→ EXERCISE DIRECTIONS
Your task is to output, without alteration, each line from the one containing "Phrase: railcar window" through the final line of the records below.

____ RECORDS SUPPLIED

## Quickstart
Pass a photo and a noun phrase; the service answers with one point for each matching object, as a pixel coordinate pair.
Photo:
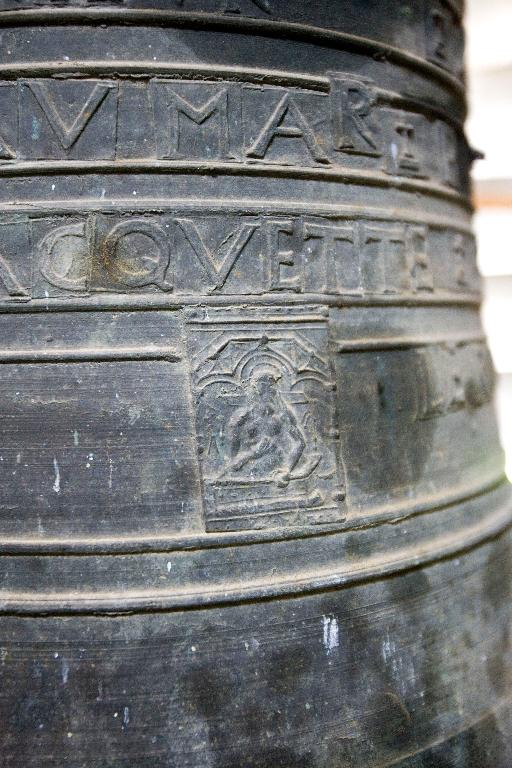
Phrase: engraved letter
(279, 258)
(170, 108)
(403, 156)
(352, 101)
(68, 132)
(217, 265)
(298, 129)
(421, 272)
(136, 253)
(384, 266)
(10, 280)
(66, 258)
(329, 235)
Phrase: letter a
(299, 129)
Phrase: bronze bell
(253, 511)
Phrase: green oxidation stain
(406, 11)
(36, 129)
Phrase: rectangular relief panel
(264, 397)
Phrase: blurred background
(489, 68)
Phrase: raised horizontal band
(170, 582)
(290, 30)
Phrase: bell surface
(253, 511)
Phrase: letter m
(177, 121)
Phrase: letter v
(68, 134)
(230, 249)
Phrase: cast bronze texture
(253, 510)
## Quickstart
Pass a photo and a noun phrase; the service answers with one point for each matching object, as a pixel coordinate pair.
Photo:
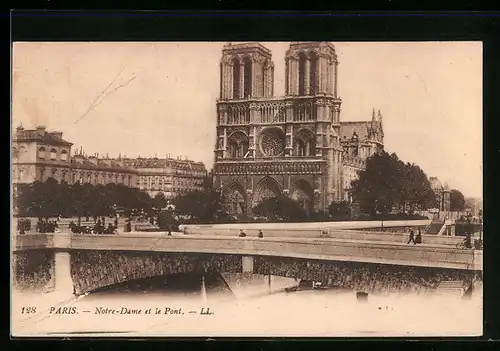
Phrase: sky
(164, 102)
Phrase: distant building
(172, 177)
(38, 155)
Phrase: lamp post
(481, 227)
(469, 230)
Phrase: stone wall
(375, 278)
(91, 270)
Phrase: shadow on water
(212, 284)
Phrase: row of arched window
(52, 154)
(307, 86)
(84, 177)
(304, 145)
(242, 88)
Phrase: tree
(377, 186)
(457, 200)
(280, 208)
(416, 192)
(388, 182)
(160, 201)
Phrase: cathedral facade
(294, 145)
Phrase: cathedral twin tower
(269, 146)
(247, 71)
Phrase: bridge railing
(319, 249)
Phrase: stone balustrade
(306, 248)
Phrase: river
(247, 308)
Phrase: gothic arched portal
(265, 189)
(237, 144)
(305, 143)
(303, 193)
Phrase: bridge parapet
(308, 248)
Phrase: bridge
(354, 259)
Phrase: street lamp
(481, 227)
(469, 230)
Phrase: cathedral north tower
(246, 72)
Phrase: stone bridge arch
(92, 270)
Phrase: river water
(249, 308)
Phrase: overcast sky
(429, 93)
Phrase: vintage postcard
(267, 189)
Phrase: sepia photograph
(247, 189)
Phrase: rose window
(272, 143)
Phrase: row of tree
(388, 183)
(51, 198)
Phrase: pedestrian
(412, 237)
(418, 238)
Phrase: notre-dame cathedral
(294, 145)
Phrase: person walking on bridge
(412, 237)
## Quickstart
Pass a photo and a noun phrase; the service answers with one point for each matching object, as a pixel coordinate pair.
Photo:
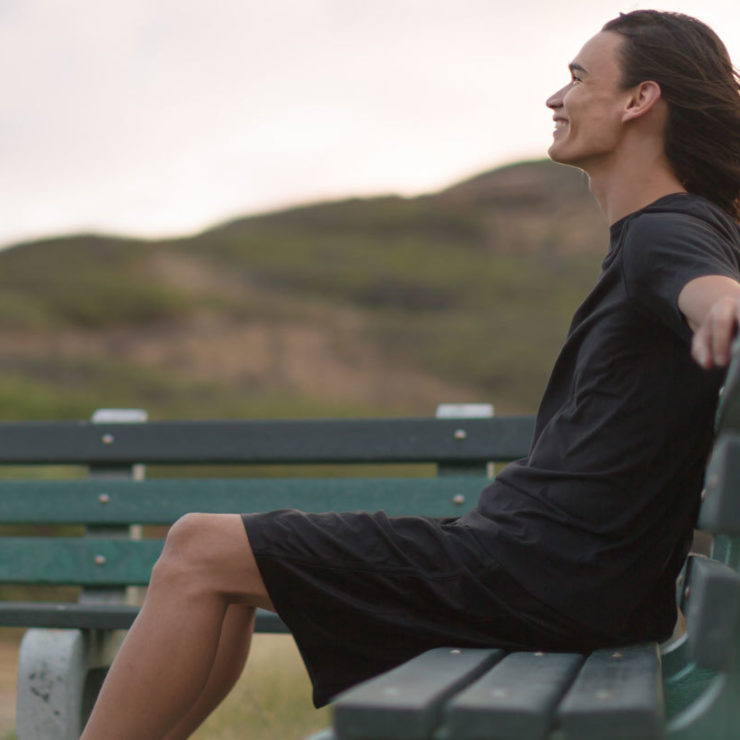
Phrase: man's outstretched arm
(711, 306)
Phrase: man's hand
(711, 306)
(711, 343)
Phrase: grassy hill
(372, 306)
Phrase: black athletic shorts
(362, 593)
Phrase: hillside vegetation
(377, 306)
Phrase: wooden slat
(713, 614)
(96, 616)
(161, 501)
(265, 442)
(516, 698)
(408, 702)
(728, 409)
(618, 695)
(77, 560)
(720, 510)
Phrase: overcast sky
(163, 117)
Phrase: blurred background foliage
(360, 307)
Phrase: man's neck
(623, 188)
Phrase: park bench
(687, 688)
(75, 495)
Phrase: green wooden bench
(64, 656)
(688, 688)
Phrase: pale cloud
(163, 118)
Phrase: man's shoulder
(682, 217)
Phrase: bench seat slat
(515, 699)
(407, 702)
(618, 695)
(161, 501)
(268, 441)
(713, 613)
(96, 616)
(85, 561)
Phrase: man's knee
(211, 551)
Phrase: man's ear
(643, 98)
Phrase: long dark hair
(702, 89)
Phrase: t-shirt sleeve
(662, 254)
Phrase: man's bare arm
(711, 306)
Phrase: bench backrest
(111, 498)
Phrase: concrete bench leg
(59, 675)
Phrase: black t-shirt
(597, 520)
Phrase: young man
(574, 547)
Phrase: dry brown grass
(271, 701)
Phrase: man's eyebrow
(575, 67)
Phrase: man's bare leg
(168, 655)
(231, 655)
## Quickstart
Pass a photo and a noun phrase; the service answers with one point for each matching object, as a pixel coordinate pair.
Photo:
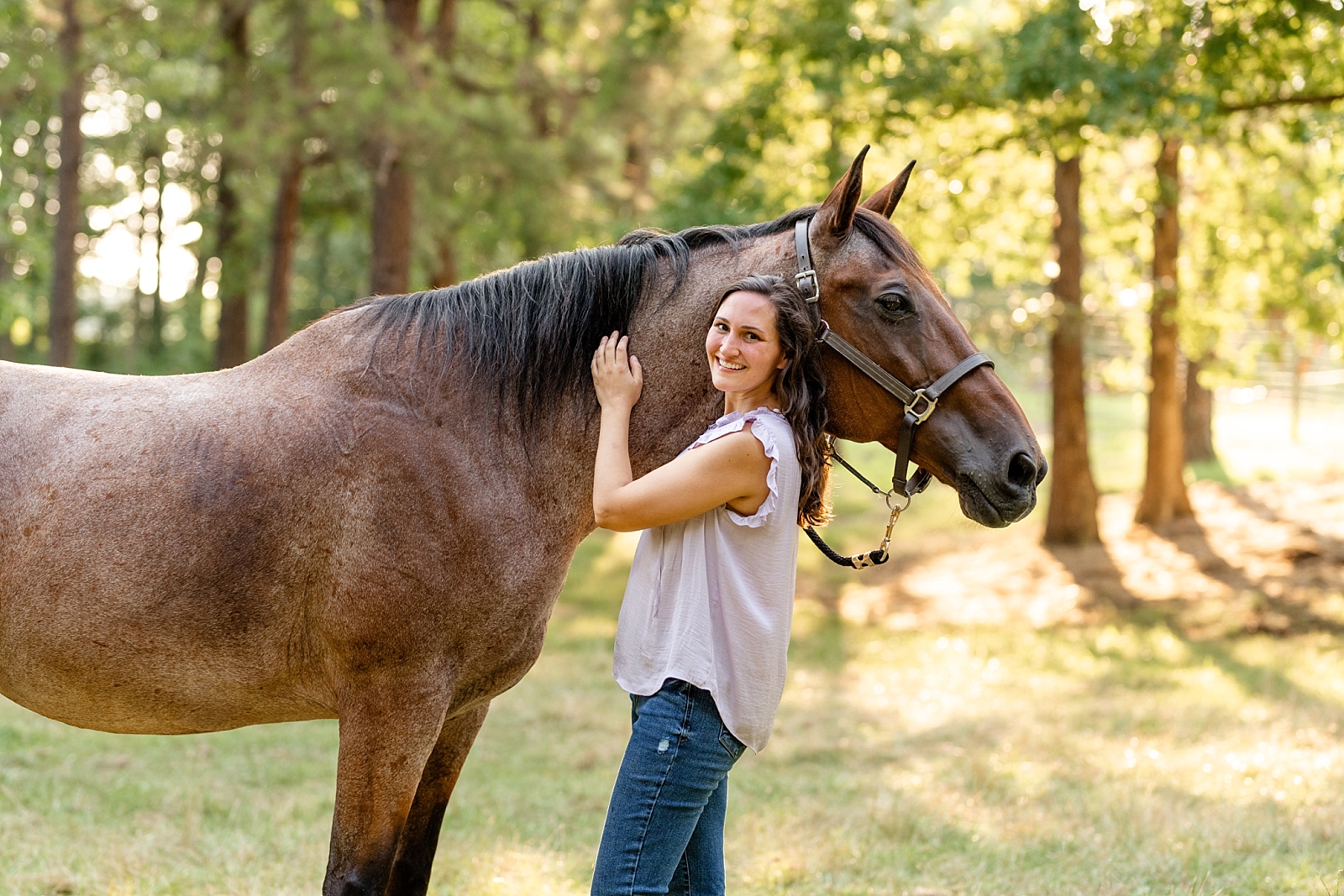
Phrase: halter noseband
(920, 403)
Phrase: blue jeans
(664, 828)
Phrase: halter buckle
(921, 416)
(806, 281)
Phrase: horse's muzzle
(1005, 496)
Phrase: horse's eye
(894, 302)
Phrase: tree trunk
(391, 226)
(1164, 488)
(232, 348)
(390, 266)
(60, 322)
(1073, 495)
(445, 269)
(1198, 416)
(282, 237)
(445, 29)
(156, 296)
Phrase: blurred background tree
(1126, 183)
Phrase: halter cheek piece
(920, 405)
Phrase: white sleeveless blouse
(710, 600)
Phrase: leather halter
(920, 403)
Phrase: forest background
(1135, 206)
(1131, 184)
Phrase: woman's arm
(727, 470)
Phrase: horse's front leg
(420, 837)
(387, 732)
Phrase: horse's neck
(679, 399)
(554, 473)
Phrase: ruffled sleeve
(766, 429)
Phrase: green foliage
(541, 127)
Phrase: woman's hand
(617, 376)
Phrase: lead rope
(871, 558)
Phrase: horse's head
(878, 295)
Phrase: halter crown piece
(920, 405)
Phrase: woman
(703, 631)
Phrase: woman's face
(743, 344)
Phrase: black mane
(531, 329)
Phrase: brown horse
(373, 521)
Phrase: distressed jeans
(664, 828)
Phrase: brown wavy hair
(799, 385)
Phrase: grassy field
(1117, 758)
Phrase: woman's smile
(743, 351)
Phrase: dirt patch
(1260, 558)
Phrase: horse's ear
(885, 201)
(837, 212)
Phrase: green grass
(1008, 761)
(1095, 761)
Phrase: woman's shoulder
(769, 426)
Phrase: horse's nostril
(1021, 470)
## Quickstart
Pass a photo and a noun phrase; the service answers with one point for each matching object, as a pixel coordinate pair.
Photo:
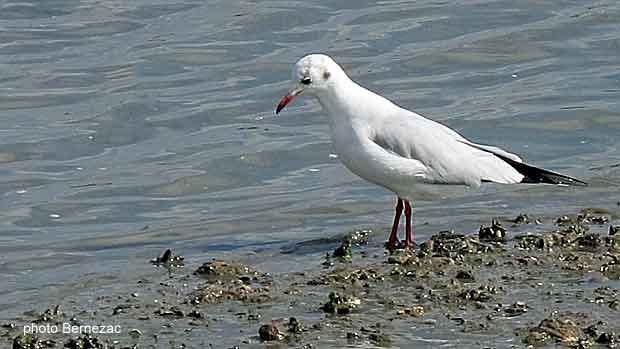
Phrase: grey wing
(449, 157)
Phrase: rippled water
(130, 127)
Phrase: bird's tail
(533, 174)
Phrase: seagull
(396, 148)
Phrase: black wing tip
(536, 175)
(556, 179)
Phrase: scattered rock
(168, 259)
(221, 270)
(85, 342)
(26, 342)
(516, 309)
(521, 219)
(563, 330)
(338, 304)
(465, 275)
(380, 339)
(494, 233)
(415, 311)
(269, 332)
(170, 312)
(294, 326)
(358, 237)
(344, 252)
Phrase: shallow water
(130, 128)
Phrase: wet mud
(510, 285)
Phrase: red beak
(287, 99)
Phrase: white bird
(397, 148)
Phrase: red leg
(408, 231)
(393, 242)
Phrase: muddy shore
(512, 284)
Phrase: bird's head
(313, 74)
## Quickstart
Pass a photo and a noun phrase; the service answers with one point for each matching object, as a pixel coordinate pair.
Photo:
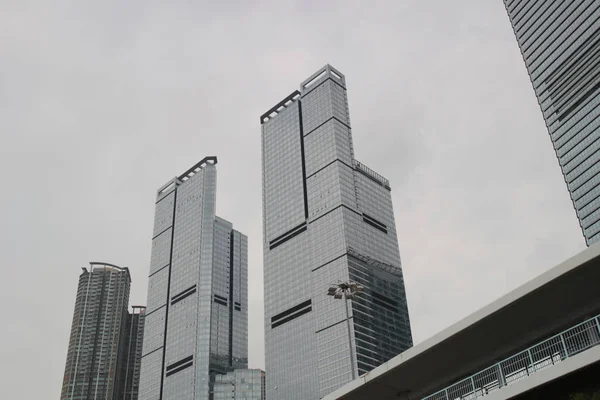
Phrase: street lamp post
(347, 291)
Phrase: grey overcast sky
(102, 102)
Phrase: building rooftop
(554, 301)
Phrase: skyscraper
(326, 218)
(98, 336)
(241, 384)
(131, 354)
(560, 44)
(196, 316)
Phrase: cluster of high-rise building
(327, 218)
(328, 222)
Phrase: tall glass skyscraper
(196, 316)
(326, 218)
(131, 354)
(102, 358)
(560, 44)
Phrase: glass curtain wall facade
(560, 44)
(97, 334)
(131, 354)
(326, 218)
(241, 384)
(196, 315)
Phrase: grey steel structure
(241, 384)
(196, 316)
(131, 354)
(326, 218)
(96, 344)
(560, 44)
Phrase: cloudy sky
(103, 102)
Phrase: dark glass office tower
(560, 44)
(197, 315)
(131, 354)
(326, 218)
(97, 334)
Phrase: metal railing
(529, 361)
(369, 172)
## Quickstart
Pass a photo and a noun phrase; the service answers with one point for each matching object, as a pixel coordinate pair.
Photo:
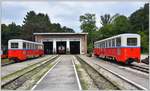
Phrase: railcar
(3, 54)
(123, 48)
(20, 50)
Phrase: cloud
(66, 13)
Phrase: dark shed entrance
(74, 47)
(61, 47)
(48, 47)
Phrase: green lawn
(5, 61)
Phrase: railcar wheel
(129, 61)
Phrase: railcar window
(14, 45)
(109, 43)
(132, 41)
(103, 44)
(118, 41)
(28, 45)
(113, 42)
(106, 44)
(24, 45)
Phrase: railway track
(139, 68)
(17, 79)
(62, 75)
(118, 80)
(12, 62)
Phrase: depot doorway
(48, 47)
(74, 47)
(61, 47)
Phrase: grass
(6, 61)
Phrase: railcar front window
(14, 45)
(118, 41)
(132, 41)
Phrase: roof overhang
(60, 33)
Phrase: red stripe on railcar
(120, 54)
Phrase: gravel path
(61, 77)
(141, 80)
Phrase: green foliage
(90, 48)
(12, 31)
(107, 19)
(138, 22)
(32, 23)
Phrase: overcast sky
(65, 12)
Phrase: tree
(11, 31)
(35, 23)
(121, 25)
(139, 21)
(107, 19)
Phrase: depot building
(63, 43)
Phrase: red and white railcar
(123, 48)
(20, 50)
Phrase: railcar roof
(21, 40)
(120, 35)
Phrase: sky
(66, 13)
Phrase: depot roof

________

→ ANSWER FOR THE TASK
Phrase: railcar window
(14, 45)
(109, 43)
(132, 41)
(103, 44)
(118, 41)
(28, 45)
(113, 42)
(106, 44)
(24, 45)
Phrase: railway track
(139, 68)
(17, 79)
(62, 75)
(118, 80)
(12, 62)
Phrase: depot doorway
(48, 47)
(74, 47)
(61, 47)
Phrase: grass
(6, 61)
Phrase: railcar front window
(14, 45)
(118, 41)
(132, 41)
Phrase: roof overhang
(60, 33)
Phrase: red stripe on railcar
(120, 54)
Phrase: gravel path
(61, 77)
(141, 80)
Phrase: green foliage
(90, 48)
(12, 31)
(107, 19)
(138, 22)
(32, 23)
Phrase: overcast sky
(65, 12)
Phrase: tree
(11, 31)
(35, 23)
(121, 25)
(139, 21)
(107, 19)
Phrase: depot building
(63, 43)
Phrase: red and white railcar
(123, 48)
(20, 50)
Phrase: railcar roof
(21, 40)
(120, 35)
Phrase: sky
(66, 13)
Phrase: depot roof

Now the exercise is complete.